Hüseyin YILMAZ
ŞAHİN DOĞAN KARDEŞİMLE AÇIK BİR HASBİHAL!
Aziz kardeşim! İnsânî fiillerin hiç şübhesiz en kıymetlisi tefekkür olduğu gibi, en zor olanı da odur. Bu zamanda ise düşünmek, düşünebilmek zorun zoru hâline gelmiş.
Düşünme kabiliyetinin dumura uğradığı, düşünmenin çoğu zaman abesle iştigal telâkki edildiği bir zamanda hâlâ düşünmeye çalışanlardan olmanı dikkat ve takdirle takib edenlerdenim. Temel alâmet-i farikan gibi duran tefekkür gayretinin meyvedar bir ağaca inkılâb etmesini ise gönülden temenni ediyorum.
Fakat tefekkür, her serâba koşmak, her hezeyana hakikat ihtimali vermek değildir. Belli disiplinleri, belli kaideleri olan bu ameliyeye mutlak bir hürriyet bahşetmek ayrı, bütün mizanlarını yıkmak, yerle bir etmek daha başkadır.
Gayet tabiî bu satırları hususî bir kanaldan, daha mahremane fakat daha şiddetli olarak kardeşime ifade edebilirdim. Ne var ki, bu satırların sebeb-i vücudu olan ifadelerinizi herkese açık mecralarda ilan ettiğinizden aynı zeminde mukabeleye mecbur kaldım.
Mevzua gelelim mi?
Hasan Mezarcı'nın ateşin bir vekillik yaptığı yıllarda fakir, benzer şekilde gazetecilik yapıyordu. İkimiz de düşman telâkki ettiğimiz her hisara taarruz ediyor, her tabuyu tekmeliyor, her şenaate tükürüyorduk. Şüphesiz ikimizin de daimî ve büyük hedefi Kamalizm Kalesiydi. Devlet gücüyle tahkim edilen bu hisarı belki yıkamayacaktık ama en azından surlarından gedikler açabilirdik; hiç değilse düşman olduğumuzu ilân edebilirdik, etmeliydik ve ediyorduk.
Vekilliğinin verdiği yalancı koruma zırhının verdiği cür'etle mi, yüreğinin salabetiyle mi bilinmez ama Mezarcı, fakirden birkaç adım önde gidiyordu. Ben, cebir hukuku olarak mer'iyette olan kanûnları çiğnememeye gayret ederken Mezarcı sadece mutlak hakikati, bütün pervasızlığı ile haykırıyordu.

Satır Listesi |

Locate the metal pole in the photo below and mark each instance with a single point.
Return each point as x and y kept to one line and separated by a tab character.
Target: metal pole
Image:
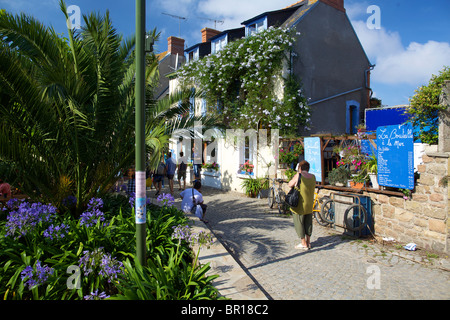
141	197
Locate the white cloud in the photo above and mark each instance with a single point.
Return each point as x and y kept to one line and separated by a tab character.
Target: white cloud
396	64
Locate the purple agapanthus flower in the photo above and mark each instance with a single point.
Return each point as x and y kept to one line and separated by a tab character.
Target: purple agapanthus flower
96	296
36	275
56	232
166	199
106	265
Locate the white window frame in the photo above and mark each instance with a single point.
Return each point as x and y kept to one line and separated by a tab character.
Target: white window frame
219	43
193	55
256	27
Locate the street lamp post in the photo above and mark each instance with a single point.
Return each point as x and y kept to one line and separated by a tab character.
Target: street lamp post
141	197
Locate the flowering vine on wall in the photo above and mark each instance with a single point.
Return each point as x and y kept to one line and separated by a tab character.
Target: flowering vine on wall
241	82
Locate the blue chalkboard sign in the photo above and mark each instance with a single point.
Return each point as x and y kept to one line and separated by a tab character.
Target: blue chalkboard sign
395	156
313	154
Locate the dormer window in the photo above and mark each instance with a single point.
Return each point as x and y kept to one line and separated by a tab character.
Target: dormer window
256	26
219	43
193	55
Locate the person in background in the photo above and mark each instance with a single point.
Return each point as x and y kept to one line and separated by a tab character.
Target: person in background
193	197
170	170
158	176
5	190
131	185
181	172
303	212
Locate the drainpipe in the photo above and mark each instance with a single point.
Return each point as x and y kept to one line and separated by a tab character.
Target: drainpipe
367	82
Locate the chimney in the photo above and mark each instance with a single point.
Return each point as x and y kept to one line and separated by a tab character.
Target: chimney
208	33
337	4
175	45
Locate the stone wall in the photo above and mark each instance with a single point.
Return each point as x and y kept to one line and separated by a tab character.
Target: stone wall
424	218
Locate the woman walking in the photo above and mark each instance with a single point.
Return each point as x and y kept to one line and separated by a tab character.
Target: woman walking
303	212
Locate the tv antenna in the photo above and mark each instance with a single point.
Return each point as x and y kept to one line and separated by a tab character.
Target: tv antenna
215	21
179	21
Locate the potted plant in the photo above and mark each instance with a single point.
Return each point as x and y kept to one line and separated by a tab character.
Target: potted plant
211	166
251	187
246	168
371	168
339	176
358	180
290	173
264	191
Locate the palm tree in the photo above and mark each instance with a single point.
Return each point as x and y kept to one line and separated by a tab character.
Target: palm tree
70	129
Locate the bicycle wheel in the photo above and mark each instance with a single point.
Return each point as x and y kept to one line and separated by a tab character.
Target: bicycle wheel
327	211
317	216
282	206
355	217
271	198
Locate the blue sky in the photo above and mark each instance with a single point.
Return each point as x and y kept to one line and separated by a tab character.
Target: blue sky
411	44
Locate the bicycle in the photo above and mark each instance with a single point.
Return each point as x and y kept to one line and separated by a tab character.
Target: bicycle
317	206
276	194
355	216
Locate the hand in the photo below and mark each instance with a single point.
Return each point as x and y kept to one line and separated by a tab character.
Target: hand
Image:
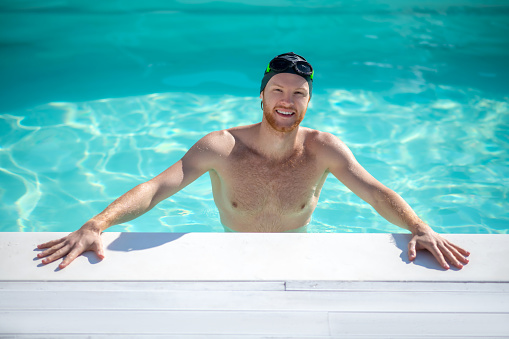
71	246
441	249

==

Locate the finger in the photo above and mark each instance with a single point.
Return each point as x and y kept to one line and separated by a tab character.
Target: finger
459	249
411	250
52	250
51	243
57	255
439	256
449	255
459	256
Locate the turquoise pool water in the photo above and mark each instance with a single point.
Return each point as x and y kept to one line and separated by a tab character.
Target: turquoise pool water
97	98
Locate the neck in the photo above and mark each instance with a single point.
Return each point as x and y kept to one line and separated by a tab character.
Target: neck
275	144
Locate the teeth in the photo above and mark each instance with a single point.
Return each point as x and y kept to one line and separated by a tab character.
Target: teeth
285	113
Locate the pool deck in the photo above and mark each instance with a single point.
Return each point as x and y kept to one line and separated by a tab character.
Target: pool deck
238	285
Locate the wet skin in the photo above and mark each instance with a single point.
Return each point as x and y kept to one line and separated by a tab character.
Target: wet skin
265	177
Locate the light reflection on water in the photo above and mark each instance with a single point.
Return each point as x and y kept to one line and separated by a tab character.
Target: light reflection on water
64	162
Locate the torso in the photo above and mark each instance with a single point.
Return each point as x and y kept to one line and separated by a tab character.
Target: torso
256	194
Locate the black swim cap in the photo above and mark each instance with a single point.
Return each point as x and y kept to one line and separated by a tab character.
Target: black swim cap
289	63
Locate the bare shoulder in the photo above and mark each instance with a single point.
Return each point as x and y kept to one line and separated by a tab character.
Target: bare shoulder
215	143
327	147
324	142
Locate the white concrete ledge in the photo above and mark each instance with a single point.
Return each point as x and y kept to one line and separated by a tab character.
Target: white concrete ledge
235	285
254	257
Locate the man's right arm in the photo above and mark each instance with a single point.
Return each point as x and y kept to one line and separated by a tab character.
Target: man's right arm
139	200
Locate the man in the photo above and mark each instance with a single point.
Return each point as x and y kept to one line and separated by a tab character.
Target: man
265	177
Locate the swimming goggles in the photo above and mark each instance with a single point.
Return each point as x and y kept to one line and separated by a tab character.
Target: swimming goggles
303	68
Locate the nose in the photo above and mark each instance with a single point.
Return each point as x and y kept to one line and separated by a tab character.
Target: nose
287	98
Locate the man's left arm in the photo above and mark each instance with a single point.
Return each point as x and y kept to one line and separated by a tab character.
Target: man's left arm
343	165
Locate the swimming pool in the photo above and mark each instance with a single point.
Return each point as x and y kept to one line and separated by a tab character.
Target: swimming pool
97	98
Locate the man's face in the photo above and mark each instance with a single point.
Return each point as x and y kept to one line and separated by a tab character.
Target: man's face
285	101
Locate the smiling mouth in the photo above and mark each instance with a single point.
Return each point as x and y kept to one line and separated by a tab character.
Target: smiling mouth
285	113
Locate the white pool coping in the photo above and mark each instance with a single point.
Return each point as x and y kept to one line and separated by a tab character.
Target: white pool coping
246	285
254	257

--

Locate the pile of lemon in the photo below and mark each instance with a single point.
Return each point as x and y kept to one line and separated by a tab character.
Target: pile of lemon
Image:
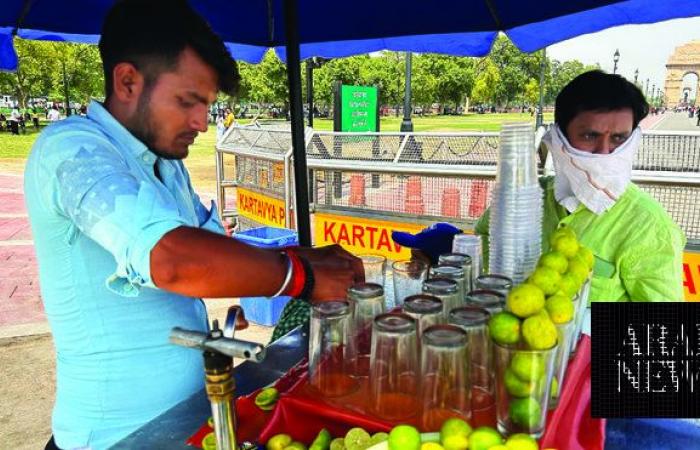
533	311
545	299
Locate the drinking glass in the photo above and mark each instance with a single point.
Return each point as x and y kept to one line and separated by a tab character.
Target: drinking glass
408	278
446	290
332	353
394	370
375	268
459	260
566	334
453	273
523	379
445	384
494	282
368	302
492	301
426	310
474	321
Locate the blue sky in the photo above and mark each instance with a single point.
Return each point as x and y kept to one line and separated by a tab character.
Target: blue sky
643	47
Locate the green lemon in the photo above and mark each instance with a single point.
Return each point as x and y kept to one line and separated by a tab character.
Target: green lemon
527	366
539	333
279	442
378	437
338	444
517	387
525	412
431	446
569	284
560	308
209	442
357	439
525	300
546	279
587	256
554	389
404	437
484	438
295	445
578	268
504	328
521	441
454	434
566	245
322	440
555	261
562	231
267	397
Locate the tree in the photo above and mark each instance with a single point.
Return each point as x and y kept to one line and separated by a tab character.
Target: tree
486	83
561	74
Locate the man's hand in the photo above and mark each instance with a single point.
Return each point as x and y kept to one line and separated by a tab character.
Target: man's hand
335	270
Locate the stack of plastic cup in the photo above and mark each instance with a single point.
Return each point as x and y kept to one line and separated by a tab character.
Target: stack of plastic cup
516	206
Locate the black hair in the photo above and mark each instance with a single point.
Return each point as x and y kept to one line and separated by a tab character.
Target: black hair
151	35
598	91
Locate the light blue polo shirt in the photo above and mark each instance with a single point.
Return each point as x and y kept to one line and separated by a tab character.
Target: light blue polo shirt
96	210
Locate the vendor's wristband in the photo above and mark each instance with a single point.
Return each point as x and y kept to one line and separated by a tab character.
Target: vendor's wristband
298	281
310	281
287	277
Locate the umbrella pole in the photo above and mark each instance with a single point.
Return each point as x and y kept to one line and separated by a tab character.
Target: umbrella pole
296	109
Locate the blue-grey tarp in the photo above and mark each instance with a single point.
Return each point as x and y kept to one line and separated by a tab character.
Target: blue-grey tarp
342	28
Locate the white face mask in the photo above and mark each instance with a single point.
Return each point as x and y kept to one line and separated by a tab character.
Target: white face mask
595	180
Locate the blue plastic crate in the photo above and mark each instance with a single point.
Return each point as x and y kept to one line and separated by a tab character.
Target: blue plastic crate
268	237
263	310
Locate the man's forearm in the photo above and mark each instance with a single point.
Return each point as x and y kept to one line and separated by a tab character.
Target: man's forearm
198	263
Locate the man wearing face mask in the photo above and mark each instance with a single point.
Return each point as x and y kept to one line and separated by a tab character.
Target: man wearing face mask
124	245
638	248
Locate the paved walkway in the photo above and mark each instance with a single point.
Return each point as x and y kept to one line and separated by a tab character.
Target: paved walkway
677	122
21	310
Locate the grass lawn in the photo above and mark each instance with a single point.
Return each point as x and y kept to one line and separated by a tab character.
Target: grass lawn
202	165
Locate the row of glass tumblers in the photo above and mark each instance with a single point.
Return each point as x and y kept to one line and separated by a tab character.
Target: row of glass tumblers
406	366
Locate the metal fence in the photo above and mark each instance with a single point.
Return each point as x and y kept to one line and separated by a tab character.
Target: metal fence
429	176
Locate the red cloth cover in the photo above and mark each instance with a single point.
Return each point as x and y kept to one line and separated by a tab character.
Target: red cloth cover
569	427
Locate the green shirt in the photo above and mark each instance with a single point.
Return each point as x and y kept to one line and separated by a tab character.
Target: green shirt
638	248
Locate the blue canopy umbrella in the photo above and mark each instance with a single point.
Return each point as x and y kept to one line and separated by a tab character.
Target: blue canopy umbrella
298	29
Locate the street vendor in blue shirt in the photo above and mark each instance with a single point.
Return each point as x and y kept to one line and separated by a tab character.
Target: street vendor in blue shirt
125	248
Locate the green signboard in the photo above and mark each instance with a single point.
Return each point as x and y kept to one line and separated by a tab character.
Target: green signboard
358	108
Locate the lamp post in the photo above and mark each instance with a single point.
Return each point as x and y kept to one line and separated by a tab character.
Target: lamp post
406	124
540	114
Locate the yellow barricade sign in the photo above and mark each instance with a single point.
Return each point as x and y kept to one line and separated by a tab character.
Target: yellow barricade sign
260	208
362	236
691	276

İstenen İş | Verilen metinden "Fakat tefekkür, her" sözlerinden "mukabeleye mecbur kaldım." sözlerine kadar uzanan bölümü hiç değiştirmeden çıkarın.

Cevap |
Fakat tefekkür, her serâba koşmak, her hezeyana hakikat ihtimali vermek değildir. Belli disiplinleri, belli kaideleri olan bu ameliyeye mutlak bir hürriyet bahşetmek ayrı, bütün mizanlarını yıkmak, yerle bir etmek daha başkadır.
Gayet tabiî bu satırları hususî bir kanaldan, daha mahremane fakat daha şiddetli olarak kardeşime ifade edebilirdim. Ne var ki, bu satırların sebeb-i vücudu olan ifadelerinizi herkese açık mecralarda ilan ettiğinizden aynı zeminde mukabeleye mecbur kaldım.